Reproduce the following data line for line, with no changes.

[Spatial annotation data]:
☆ ☆ ☆ ☆

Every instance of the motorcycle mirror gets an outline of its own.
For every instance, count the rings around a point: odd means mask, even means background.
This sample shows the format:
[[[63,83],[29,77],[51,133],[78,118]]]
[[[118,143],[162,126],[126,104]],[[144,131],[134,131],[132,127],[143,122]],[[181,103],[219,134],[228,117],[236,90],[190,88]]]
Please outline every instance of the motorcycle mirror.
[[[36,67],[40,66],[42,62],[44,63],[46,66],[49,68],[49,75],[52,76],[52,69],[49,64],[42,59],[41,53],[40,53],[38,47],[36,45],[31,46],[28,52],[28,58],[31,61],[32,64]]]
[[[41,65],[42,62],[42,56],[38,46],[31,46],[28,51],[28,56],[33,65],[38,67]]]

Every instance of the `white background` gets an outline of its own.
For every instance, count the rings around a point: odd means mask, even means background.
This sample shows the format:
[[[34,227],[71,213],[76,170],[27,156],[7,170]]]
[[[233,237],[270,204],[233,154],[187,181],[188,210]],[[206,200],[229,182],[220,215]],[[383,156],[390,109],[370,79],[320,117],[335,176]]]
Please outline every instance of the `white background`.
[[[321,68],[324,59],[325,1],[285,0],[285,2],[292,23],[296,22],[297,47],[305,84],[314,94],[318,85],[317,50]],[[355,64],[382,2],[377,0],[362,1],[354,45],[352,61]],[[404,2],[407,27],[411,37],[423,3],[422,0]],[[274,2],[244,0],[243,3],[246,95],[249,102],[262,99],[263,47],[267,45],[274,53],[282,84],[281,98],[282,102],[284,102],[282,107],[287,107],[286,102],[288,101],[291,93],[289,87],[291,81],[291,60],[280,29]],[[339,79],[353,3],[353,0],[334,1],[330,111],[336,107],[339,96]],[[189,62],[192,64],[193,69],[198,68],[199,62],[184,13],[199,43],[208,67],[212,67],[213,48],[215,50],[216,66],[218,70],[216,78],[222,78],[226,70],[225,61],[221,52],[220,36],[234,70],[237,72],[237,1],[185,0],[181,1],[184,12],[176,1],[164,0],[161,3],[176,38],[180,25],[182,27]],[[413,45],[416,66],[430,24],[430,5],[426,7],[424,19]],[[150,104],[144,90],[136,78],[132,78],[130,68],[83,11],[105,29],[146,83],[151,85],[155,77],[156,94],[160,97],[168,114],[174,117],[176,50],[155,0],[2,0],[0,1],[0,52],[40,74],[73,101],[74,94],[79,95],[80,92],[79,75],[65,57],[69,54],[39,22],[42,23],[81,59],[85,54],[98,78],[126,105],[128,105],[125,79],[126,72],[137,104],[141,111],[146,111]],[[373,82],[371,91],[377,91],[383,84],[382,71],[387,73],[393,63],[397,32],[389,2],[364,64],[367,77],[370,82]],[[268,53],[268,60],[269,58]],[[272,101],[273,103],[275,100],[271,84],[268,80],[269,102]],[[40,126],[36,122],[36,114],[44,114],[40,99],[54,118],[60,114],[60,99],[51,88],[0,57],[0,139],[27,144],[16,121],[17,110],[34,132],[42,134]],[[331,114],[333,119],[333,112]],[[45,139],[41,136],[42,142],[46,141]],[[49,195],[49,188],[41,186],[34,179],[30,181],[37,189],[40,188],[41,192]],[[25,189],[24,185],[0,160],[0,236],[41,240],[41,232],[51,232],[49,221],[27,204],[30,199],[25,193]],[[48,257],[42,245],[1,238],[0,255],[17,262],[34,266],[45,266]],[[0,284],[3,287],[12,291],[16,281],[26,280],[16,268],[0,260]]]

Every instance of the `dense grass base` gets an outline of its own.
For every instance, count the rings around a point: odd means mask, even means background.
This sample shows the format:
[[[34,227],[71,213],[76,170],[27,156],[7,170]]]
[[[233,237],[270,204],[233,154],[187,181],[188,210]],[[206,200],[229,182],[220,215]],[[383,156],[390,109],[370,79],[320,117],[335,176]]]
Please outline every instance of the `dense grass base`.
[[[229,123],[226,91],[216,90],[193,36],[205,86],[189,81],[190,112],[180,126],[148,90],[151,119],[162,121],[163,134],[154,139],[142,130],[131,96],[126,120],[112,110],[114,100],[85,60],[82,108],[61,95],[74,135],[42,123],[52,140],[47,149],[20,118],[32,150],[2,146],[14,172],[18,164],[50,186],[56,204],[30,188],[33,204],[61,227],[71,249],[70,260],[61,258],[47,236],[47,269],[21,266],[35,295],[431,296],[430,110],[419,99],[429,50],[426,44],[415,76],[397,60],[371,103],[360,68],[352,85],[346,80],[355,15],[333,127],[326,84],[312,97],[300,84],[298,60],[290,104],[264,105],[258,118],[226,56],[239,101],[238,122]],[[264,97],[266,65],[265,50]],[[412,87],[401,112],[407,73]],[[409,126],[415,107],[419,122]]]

☆ ☆ ☆ ☆

[Output]:
Every instance of the motorcycle mirror gets an outline of its own.
For every instance, count the rings around a point: odd means mask, even means background.
This sample shows the format:
[[[63,83],[29,77],[51,133],[78,118]]]
[[[118,143],[162,126],[126,104]],[[144,131],[134,131],[132,127],[143,122]],[[181,103],[219,134],[228,117],[236,90],[190,88]]]
Please outline every instance of the motorcycle mirror.
[[[36,67],[40,66],[42,62],[44,63],[46,66],[49,68],[49,75],[52,76],[52,69],[49,64],[42,59],[41,53],[40,53],[38,47],[36,45],[31,46],[28,52],[28,58],[31,61],[32,64]]]
[[[41,65],[42,62],[42,56],[38,46],[31,46],[28,51],[28,56],[33,65],[38,67]]]

Every instance of the `white background` gets an outline of its own.
For every instance, count the rings around a point: odd means mask, even means background.
This sample shows the format:
[[[34,227],[71,213],[76,170],[27,156],[7,170]]]
[[[233,237],[270,204],[233,154],[187,181],[188,210]],[[206,200],[229,182],[220,215]],[[383,156],[390,109],[370,79],[320,117],[335,176]]]
Please outline every instance of the `white background`.
[[[321,68],[324,59],[325,1],[285,0],[285,2],[292,23],[296,22],[297,47],[305,84],[314,94],[318,85],[317,50]],[[355,64],[382,2],[377,0],[362,1],[354,45],[352,61]],[[404,2],[407,27],[411,37],[423,3],[422,0]],[[274,2],[244,0],[243,3],[246,95],[249,102],[262,99],[263,47],[267,45],[274,53],[282,84],[281,98],[282,102],[284,102],[282,107],[287,107],[286,102],[288,101],[291,93],[289,87],[291,81],[291,60],[280,29]],[[339,79],[353,3],[353,0],[334,1],[330,111],[336,107],[339,96]],[[189,62],[192,64],[193,69],[198,68],[199,62],[184,13],[199,43],[208,67],[212,67],[213,48],[215,50],[216,66],[218,70],[216,78],[222,78],[226,70],[225,61],[221,52],[220,36],[234,70],[237,72],[237,1],[185,0],[181,1],[184,12],[176,1],[164,0],[161,3],[176,38],[180,25],[182,27]],[[413,45],[416,66],[430,24],[430,5],[426,7],[424,19]],[[150,104],[144,90],[136,78],[132,78],[130,68],[83,11],[105,29],[146,83],[151,85],[155,77],[156,94],[160,97],[168,114],[174,117],[176,50],[155,0],[2,0],[0,1],[0,52],[40,74],[73,101],[74,94],[79,95],[80,92],[79,75],[65,57],[69,54],[39,22],[42,23],[81,59],[85,54],[98,78],[126,105],[128,105],[125,79],[126,72],[137,104],[141,111],[146,111]],[[373,82],[371,91],[377,91],[383,84],[382,71],[387,73],[393,63],[397,32],[389,2],[364,64],[367,77],[370,82]],[[268,53],[268,60],[269,58]],[[272,101],[273,103],[275,100],[271,84],[268,80],[269,102]],[[40,126],[36,122],[36,114],[44,114],[40,99],[54,118],[60,114],[60,99],[51,88],[0,57],[0,139],[27,144],[16,121],[17,110],[34,132],[42,134]],[[331,114],[333,119],[333,112]],[[45,139],[41,136],[42,142],[46,141]],[[49,195],[49,188],[41,186],[34,179],[30,181],[37,189],[40,188],[41,192]],[[25,189],[24,185],[0,160],[0,236],[41,240],[41,232],[51,232],[49,221],[27,204],[30,199],[25,193]],[[48,257],[42,245],[1,238],[0,255],[17,262],[34,266],[45,266]],[[0,284],[3,287],[12,291],[16,281],[26,280],[16,268],[0,260]]]

Every instance of the `dense grass base` gets an outline of its own.
For every instance, count the rings around a point: odd means mask, even means background.
This sample shows the format:
[[[34,227],[71,213],[76,170],[27,156],[7,170]]]
[[[233,237],[270,204],[233,154],[187,181],[188,210]],[[206,200],[229,182],[220,215]],[[383,156],[390,109],[370,79],[320,117],[335,176]]]
Please outline every instance of the `dense grass base`.
[[[229,123],[226,91],[216,90],[193,36],[205,86],[189,81],[190,112],[180,126],[148,90],[151,119],[162,121],[163,134],[154,139],[142,130],[131,96],[126,120],[112,110],[114,100],[85,60],[82,108],[61,95],[74,135],[42,123],[52,140],[47,149],[20,118],[32,150],[2,146],[14,172],[18,164],[50,186],[56,204],[30,188],[33,204],[61,227],[71,249],[70,260],[61,258],[47,236],[47,269],[21,266],[35,295],[431,296],[430,110],[419,99],[429,50],[426,44],[415,76],[397,60],[371,103],[360,68],[352,85],[346,80],[355,15],[333,127],[326,84],[312,97],[300,84],[298,60],[290,104],[264,105],[258,118],[226,56],[239,101],[238,122]],[[264,97],[266,65],[265,50]],[[412,87],[401,112],[407,73]],[[409,126],[415,107],[419,122]]]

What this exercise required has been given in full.